-- Aim of the task --
Swap every "set a point" in the data for "place a mark" and leave everything else unchanged. Return the data without the pictures.

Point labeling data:
-- START --

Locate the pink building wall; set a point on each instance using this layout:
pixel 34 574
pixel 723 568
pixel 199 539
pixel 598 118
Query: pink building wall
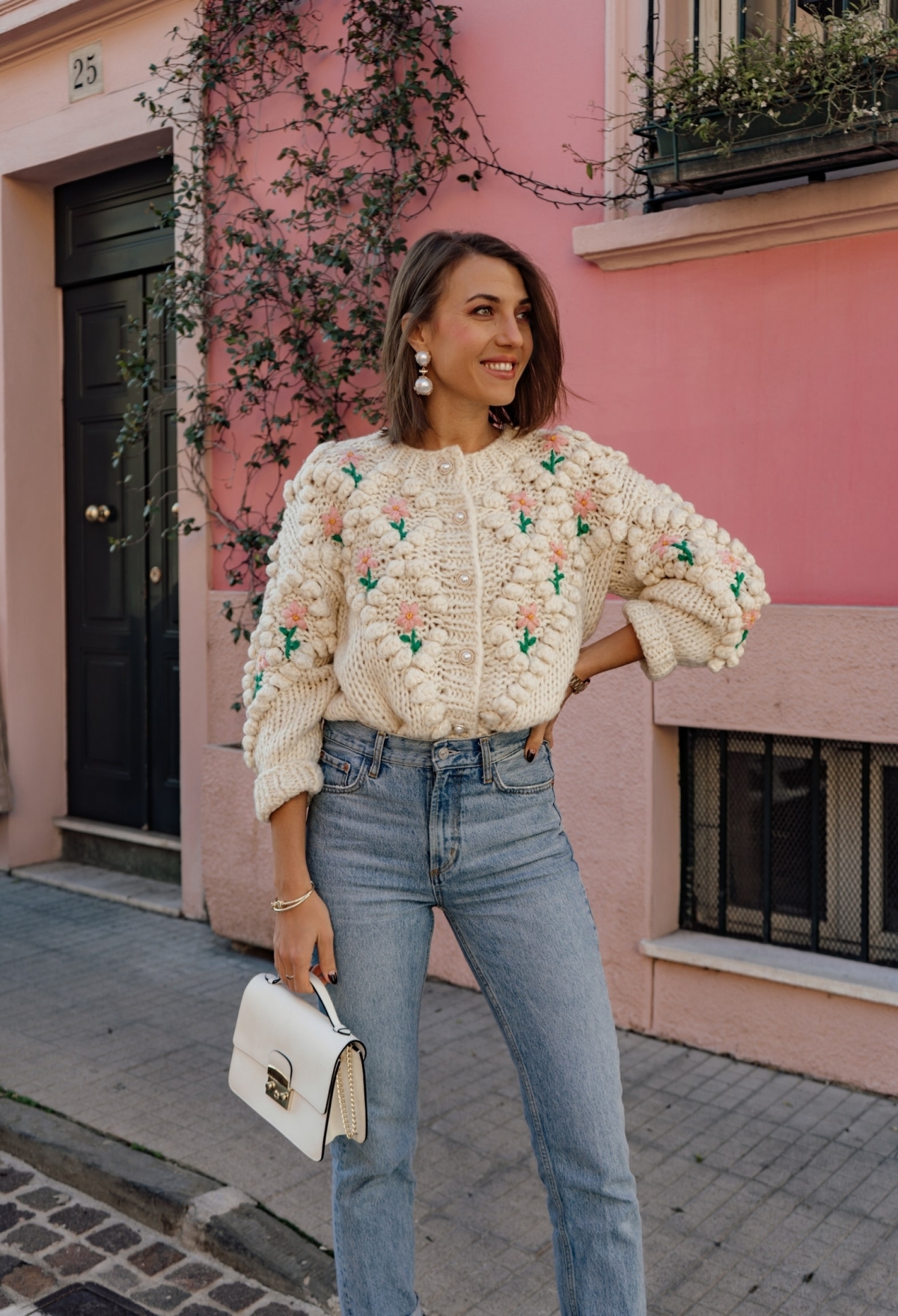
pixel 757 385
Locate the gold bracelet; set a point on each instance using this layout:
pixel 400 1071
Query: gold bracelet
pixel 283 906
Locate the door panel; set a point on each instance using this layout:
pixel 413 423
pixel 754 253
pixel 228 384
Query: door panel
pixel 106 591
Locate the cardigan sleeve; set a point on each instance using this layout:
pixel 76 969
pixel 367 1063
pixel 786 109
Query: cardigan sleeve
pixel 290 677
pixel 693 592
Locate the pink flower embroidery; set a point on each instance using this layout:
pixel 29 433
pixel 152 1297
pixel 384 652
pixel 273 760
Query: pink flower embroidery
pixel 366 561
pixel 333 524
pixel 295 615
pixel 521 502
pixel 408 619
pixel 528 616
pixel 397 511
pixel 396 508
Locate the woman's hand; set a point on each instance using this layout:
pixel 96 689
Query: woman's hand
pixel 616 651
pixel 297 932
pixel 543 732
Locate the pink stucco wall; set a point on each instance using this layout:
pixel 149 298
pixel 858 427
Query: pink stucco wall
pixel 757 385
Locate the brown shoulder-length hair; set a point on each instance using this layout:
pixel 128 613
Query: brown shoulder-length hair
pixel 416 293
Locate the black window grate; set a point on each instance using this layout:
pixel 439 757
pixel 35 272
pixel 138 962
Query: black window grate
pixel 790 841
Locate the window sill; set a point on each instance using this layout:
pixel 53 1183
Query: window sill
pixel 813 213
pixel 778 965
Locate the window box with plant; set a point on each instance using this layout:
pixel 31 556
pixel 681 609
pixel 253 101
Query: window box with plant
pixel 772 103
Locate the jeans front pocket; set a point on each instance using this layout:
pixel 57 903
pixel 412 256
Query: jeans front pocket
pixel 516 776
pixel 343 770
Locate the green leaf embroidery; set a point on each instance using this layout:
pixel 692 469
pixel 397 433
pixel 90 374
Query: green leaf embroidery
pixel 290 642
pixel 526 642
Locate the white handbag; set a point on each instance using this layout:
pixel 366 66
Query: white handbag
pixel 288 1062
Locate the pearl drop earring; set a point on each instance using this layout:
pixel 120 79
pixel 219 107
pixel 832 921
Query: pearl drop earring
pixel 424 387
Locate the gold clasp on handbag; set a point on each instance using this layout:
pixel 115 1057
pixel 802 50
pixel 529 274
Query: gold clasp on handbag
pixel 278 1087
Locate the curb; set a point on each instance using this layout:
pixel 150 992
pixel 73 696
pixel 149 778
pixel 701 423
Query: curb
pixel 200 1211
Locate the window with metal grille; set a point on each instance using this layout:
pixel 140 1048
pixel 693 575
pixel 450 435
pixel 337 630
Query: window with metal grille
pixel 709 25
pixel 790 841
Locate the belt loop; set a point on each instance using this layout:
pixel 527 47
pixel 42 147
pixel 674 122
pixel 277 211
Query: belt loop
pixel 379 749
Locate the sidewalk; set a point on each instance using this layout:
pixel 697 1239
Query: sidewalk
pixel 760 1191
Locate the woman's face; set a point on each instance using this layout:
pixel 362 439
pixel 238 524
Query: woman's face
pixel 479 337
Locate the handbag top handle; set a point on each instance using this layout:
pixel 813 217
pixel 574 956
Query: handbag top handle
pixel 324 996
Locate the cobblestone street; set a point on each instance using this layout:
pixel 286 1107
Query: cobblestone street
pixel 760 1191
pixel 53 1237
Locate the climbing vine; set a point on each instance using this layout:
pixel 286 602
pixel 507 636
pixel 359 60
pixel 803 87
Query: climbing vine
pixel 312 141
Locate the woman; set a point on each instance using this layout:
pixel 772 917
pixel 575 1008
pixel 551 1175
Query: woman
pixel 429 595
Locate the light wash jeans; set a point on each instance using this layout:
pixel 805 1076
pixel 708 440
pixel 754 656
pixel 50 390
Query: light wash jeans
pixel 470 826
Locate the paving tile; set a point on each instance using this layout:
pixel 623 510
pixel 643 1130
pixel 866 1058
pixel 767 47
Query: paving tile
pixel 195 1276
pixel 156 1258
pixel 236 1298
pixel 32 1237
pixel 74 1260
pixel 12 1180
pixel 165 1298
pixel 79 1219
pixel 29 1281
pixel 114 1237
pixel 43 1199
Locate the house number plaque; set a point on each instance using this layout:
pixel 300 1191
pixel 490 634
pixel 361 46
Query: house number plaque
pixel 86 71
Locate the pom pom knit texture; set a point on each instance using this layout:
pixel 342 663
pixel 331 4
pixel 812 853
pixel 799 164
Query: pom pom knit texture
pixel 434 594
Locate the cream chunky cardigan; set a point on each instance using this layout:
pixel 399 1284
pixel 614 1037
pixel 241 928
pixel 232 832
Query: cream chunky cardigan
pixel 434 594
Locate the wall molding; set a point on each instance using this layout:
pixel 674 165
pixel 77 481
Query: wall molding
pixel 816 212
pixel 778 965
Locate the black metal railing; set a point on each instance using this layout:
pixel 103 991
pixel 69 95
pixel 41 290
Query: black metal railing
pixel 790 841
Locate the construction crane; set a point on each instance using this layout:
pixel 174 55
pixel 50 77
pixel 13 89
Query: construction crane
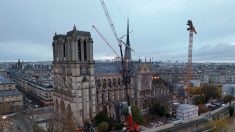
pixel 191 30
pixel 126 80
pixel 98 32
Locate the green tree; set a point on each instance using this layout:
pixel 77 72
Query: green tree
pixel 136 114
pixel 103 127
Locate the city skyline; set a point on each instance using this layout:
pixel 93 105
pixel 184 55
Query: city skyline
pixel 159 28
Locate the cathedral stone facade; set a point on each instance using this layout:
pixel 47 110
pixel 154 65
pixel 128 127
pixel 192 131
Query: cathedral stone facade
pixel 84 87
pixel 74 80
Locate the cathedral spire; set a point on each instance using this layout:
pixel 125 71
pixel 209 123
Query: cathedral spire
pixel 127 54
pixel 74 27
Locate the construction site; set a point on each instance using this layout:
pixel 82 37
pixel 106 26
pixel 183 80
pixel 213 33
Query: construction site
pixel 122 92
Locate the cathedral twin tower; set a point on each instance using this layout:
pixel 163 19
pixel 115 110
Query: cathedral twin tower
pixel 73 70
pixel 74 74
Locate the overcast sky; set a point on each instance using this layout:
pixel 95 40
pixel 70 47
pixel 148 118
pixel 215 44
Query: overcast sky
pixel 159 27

-- END --

-- Task result --
Locate the pink building wall; place a mark on each instance using this layout:
pixel 34 574
pixel 723 568
pixel 199 539
pixel 598 118
Query: pink building wall
pixel 757 385
Locate the gold bracelet; place a mark on each instance using this layout:
pixel 400 1071
Query: gold bracelet
pixel 283 906
Locate the door panel; place a mark on each instance using this layout:
pixel 413 423
pixel 754 253
pixel 228 384
Query: door panel
pixel 106 591
Locate the cardigan sleeve; place a mark on each instance using this layout:
pixel 76 969
pixel 367 1063
pixel 786 109
Query: cardigan sleeve
pixel 290 677
pixel 693 592
Locate the pink flower embroidery; place a mark on each instance using this layout:
pixel 29 433
pixel 152 1297
pixel 384 652
pixel 273 760
Query: pink flower embroidery
pixel 366 561
pixel 333 524
pixel 295 615
pixel 521 502
pixel 408 619
pixel 528 616
pixel 397 511
pixel 396 508
Locate the woman's hand; place a mark on each instance using this layout:
pixel 96 689
Query: woman's hand
pixel 616 651
pixel 297 932
pixel 543 732
Locate the pink stucco wall; place a mark on each instance using this layout:
pixel 149 298
pixel 858 427
Query: pink stucco wall
pixel 757 385
Locate the brown shoulder-length hair; place a mark on each instance using this layout:
pixel 128 613
Query: brown shoulder-length hair
pixel 416 293
Locate the black window grate; place a mark on each instance using this layout:
pixel 439 757
pixel 35 272
pixel 138 962
Query: black window grate
pixel 790 841
Locate the window sill; place a mark on each instance using this layout:
pixel 53 1183
Query: window sill
pixel 813 213
pixel 778 965
Locate the window box with plant; place a mark on each instance using this layout:
pixel 31 556
pixel 681 609
pixel 253 101
Query: window box with plant
pixel 772 103
Locate the jeans front pocket; place a mark on each instance using this layout:
pixel 57 903
pixel 412 256
Query: jeans front pocket
pixel 516 776
pixel 343 770
Locate the green leaf embroidery; place a mark on each instance using this layout:
pixel 692 469
pixel 397 433
pixel 90 374
Query: green leaf embroidery
pixel 290 642
pixel 526 642
Locate the white handbag; place a mark on each instance using this layout:
pixel 366 66
Query: white handbag
pixel 288 1062
Locate the pearl drop earring; place a mark on each instance using this layout:
pixel 120 79
pixel 219 107
pixel 832 921
Query: pearl drop earring
pixel 424 387
Locate the gold clasp on handbag; place a mark on each instance using this layout:
pixel 115 1057
pixel 802 50
pixel 529 274
Query: gold clasp on handbag
pixel 278 1087
Locate the curb; place a mark on each instance using this layout:
pixel 150 992
pixel 73 696
pixel 149 778
pixel 701 423
Query: curb
pixel 200 1211
Locate the window with metal grille; place a mark on each instance using this layout:
pixel 140 1048
pixel 693 575
pixel 450 435
pixel 337 630
Query: window with metal grille
pixel 709 25
pixel 790 841
Locate the belt loop; place a mark on each instance using this layout:
pixel 527 47
pixel 42 147
pixel 674 122
pixel 277 211
Query: belt loop
pixel 379 749
Locate the sidewalk; place a mark on each instance using this layout:
pixel 697 1239
Query: sidewalk
pixel 760 1191
Locate the woman's face; place a mark on each instance using this layout:
pixel 362 439
pixel 238 524
Query: woman's face
pixel 479 337
Locate the handbag top handle; place a mark on each instance using this layout:
pixel 813 217
pixel 574 956
Query: handbag top handle
pixel 324 996
Locate the cobblestone street; place a mark on each instance using this layout:
pixel 286 1107
Query: cobblestone street
pixel 760 1191
pixel 53 1237
Locate the climbing vine; place a mark on each instance using this layout:
pixel 286 602
pixel 507 636
pixel 359 60
pixel 803 87
Query: climbing vine
pixel 312 141
Locate the woman; place a mark on each instance using this layout:
pixel 772 917
pixel 575 1008
pixel 551 1175
Query: woman
pixel 429 595
Locate the light wash jeans; place a mark on each instance using this layout:
pixel 805 1076
pixel 708 440
pixel 754 656
pixel 50 390
Query: light wash jeans
pixel 470 826
Locate the paving tile; place a mark on each instance using this layout:
pixel 623 510
pixel 643 1130
pixel 866 1058
pixel 767 47
Query: paving tile
pixel 195 1276
pixel 156 1258
pixel 236 1298
pixel 32 1237
pixel 74 1260
pixel 12 1180
pixel 165 1298
pixel 79 1219
pixel 29 1281
pixel 114 1237
pixel 43 1199
Locate the house number plaque; place a mark on each instance using this layout:
pixel 300 1191
pixel 490 634
pixel 361 46
Query: house number plaque
pixel 86 71
Locate the pom pom knit texture; place a mark on each instance using this layout:
pixel 342 663
pixel 331 4
pixel 812 853
pixel 799 164
Query: pom pom knit texture
pixel 434 594
Locate the cream chunky cardigan; place a mark on each instance using this layout:
pixel 399 1284
pixel 614 1037
pixel 241 928
pixel 232 832
Query: cream chunky cardigan
pixel 434 594
Locate the wall molding; place a mark on each instance using this layout:
pixel 674 165
pixel 77 481
Query: wall molding
pixel 816 212
pixel 778 965
Locate the black metal railing; place a mark on each instance using this layout:
pixel 103 991
pixel 69 95
pixel 41 290
Query: black metal railing
pixel 790 841
Locate the construction crane; place a mark on each instance using this layout:
pixel 174 55
pixel 50 77
pixel 13 89
Query: construction crane
pixel 191 30
pixel 126 80
pixel 98 32
Locate the green tree; place a mark on each instance using this layout:
pixel 77 72
Query: green tree
pixel 136 114
pixel 103 127
Locate the city skyline; place a mark on each instance using this layout:
pixel 93 105
pixel 184 55
Query: city skyline
pixel 159 28
Locate the cathedral stone facade; place a mark on each instance using this layout:
pixel 47 110
pixel 154 65
pixel 128 127
pixel 192 131
Query: cathedral stone facade
pixel 84 87
pixel 74 80
Locate the cathedral spire; place a mark on each instance using this layout:
pixel 125 71
pixel 209 123
Query: cathedral spire
pixel 127 54
pixel 74 27
Locate the construction site; place a mark on each instance using this layout:
pixel 82 37
pixel 106 26
pixel 183 80
pixel 213 33
Query: construction site
pixel 122 92
Locate the cathedral twin tower; place a mark on each instance using this layout:
pixel 163 19
pixel 115 110
Query: cathedral twin tower
pixel 73 70
pixel 74 74
Locate the overcast sky; place a mark on each instance using this layout:
pixel 95 40
pixel 70 47
pixel 148 118
pixel 215 44
Query: overcast sky
pixel 159 27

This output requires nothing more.